● **問題の詳細**
ChatGPTでのPayPal決済を扱った本文から、「AIアプリ内決済を可能にする「ACP」の役割」を含む語句で始まり「一段とスムーズになるだろう。」で終わる部分を、一字一句変えずに出力しなさい。

● **本文**

↓↓↓

PayPalはOpenAIと連携し、2026年からChatGPT内で直接PayPal決済を可能にすると発表した。このAI決済機能は、OpenAIが開発したAgentic Commerce Protocol(ACP)とInstant Checkoutにより実現する。これにより、ユーザーはAIアプリ内でシームレスに買い物を完了できるようになる。マーチャント側は追加の連携作業なしにAIアプリ向け商品登録が可能となり、新しいショッピング体験が本格化する見込みだ。
ChatGPTでPayPal決済が可能に:新時代の幕開け
PayPalは2026年から、OpenAIのChatGPT内で直接PayPal決済を利用可能にすると発表した。ユーザーはAIアプリ内で商品をスムーズに購入できるようになる。
これは「AI決済」の新たな形であり、PayPal OpenAI 連携の具体的な成果だ。PayPalは買い手と売り手の双方に保護を提供し、いざこざの解決もサポートすると述べている。
また、PayPalは別のAPIを通じ、ChatGPT内でのカード支払い処理技術も提供する。これにより、利用者は多様なChatGPT 支払い機能を選べるようになる。
PayPalのCEO、Alex Chriss氏は、ChatGPTユーザーとPayPal利用者を結びつけ、チャットから決済までを数タップで完結させると説明している。(OpenAI公式ブログ)
AIアプリ内決済を可能にする「ACP」の役割
このAIアプリ 決済サービスを支えるのが、OpenAI開発のオープンソース仕様「Agentic Commerce Protocol(ACP)」だ。ACPは、マーチャントが商品をAIアプリ内で提供し、AIエージェント経由でユーザーが購買する仕組みを可能にする。
2025年9月発表のOpenAI「Instant Checkout」機能も重要だ。これはユーザーが注文、配送、支払い情報をChatGPT内で確認し、アプリを離れずに購入を完結させる。これにより、ショッピング体験の摩擦が大幅に減る。
ACP導入は、AIエージェントによる自動的な購買行動の基盤を築く。例えば、ChatGPTで特定商品をリサーチ後、そのまま推奨品を購入できる。情報検索から購買への移行が一段とスムーズになるだろう。
マーチャントは連携不要でAIアプリに商品登録
2026年からは、PayPalを利用中のマーチャント商品がChatGPT上で検索可能になる予定だ。アパレル、ファッション、美容、住宅改修、電化製品などが初期カテゴリーとなる。
マーチャント側は、直接システム連携を構築する必要がない。PayPalがバックエンドでルーティングと支払いを処理するため、既存ユーザーは容易にAIアプリ向け商品登録を進められる。

↑↑↑

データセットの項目
↓↓↓

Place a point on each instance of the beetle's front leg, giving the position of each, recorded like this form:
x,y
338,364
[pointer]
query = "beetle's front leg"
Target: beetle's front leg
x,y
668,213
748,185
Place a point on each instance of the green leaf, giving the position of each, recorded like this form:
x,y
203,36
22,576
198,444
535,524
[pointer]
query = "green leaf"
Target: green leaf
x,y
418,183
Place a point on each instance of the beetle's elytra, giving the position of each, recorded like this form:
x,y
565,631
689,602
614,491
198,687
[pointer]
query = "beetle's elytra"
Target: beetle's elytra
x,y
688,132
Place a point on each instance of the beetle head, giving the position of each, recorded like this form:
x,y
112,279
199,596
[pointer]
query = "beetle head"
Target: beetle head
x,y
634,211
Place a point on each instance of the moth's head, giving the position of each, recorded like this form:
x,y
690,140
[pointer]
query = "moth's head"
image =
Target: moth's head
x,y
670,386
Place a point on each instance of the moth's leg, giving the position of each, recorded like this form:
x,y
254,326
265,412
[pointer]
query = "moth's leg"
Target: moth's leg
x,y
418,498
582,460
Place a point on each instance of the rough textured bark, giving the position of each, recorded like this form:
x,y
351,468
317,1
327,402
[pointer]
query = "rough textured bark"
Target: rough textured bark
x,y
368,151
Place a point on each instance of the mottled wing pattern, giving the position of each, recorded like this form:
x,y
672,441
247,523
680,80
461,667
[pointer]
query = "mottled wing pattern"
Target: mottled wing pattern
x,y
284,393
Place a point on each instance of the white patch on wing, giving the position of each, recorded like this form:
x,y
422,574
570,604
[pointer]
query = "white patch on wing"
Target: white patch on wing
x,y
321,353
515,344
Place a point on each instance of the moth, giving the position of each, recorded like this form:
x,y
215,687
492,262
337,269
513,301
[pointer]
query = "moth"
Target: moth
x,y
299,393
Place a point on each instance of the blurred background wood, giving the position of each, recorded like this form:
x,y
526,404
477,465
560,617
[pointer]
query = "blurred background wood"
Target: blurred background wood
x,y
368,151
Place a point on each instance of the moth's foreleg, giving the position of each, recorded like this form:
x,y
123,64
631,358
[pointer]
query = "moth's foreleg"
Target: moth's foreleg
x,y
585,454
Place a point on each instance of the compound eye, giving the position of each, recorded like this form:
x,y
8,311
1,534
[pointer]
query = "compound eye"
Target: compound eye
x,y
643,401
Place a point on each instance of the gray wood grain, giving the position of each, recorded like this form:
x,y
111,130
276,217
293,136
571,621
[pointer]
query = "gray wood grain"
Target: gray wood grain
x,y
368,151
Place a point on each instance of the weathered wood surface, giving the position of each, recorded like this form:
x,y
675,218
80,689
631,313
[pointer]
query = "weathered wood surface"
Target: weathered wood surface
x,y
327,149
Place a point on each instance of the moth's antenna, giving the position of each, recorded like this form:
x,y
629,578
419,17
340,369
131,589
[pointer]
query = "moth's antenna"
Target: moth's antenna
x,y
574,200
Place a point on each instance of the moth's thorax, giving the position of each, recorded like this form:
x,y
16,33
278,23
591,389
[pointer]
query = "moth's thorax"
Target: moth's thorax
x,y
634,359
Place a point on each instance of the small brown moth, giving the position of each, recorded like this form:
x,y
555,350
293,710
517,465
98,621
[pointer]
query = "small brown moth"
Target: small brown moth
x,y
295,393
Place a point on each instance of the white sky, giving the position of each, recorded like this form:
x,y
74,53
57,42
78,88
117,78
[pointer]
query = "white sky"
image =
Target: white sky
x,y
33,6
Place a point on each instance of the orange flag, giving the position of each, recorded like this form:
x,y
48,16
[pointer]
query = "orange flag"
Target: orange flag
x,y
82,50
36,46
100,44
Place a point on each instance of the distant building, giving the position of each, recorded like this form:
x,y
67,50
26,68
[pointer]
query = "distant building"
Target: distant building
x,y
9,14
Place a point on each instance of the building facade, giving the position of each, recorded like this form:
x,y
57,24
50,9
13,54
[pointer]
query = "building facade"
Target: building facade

↑↑↑

● **解答**
AIアプリ内決済を可能にする「ACP」の役割
このAIアプリ 決済サービスを支えるのが、OpenAI開発のオープンソース仕様「Agentic Commerce Protocol(ACP)」だ。ACPは、マーチャントが商品をAIアプリ内で提供し、AIエージェント経由でユーザーが購買する仕組みを可能にする。
2025年9月発表のOpenAI「Instant Checkout」機能も重要だ。これはユーザーが注文、配送、支払い情報をChatGPT内で確認し、アプリを離れずに購入を完結させる。これにより、ショッピング体験の摩擦が大幅に減る。
ACP導入は、AIエージェントによる自動的な購買行動の基盤を築く。例えば、ChatGPTで特定商品をリサーチ後、そのまま推奨品を購入できる。情報検索から購買への移行が一段とスムーズになるだろう。